[WRITTEN EXERCISE]: Find every line in the records below that contains the string "stem", and copy each of those lines.

[MATERIAL SHOWN]:
━━━

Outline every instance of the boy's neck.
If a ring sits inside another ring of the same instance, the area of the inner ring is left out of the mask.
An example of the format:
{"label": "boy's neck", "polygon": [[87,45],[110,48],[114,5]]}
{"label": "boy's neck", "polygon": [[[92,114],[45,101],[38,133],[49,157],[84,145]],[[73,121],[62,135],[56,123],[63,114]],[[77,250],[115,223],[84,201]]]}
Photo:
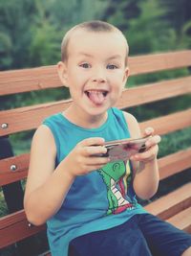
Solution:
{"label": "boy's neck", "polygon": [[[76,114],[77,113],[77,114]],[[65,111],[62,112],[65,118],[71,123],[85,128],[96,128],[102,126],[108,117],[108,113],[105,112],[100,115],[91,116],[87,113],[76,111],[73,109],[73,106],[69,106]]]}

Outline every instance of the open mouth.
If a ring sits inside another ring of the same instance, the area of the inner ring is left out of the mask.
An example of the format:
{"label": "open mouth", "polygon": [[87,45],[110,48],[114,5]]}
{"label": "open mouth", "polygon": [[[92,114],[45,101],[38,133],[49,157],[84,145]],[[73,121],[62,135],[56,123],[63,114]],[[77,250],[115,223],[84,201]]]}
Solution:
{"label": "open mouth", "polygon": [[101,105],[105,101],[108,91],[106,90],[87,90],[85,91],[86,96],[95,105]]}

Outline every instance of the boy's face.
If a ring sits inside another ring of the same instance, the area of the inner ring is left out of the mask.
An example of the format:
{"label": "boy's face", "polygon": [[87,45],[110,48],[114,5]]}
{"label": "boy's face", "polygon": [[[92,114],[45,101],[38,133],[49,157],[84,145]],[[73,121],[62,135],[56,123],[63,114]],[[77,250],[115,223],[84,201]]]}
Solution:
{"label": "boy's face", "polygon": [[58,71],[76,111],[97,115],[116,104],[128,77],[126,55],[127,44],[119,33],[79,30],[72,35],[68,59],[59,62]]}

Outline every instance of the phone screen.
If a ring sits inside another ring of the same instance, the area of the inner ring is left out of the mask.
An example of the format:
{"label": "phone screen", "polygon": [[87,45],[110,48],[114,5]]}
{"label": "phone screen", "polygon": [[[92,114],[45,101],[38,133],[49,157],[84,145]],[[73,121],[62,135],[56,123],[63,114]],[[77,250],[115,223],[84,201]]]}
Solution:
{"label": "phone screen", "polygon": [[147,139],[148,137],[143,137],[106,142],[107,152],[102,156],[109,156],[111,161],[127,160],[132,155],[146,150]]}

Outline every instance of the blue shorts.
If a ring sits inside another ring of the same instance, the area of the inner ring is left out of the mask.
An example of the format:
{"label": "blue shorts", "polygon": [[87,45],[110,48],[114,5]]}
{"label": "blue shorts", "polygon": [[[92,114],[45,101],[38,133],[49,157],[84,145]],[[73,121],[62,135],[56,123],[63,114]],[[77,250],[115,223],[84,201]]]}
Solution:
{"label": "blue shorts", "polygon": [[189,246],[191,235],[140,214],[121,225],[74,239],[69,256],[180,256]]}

━━━

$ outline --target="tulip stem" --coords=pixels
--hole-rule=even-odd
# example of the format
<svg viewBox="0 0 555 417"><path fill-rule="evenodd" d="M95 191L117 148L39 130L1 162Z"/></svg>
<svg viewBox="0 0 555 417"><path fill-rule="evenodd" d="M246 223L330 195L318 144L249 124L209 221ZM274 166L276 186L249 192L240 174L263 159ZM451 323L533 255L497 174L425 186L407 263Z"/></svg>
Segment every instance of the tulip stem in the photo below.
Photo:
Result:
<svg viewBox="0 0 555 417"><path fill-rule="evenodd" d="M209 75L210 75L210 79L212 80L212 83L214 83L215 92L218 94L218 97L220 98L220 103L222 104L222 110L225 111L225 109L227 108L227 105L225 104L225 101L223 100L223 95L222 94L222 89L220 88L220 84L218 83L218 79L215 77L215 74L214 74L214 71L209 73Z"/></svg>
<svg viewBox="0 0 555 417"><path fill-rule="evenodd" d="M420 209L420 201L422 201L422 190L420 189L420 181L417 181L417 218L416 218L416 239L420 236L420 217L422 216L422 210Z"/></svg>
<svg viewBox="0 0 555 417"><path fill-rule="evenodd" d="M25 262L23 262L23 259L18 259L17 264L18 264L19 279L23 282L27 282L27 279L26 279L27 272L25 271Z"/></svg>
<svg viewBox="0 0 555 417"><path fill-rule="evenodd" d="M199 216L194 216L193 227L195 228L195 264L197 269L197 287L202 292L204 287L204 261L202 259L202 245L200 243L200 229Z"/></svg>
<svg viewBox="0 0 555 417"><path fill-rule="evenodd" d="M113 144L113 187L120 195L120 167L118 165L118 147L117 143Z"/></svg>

━━━

[ANSWER FOR THIS EXERCISE]:
$ outline --target="tulip stem" --coords=pixels
Segment every instance of the tulip stem in the photo below.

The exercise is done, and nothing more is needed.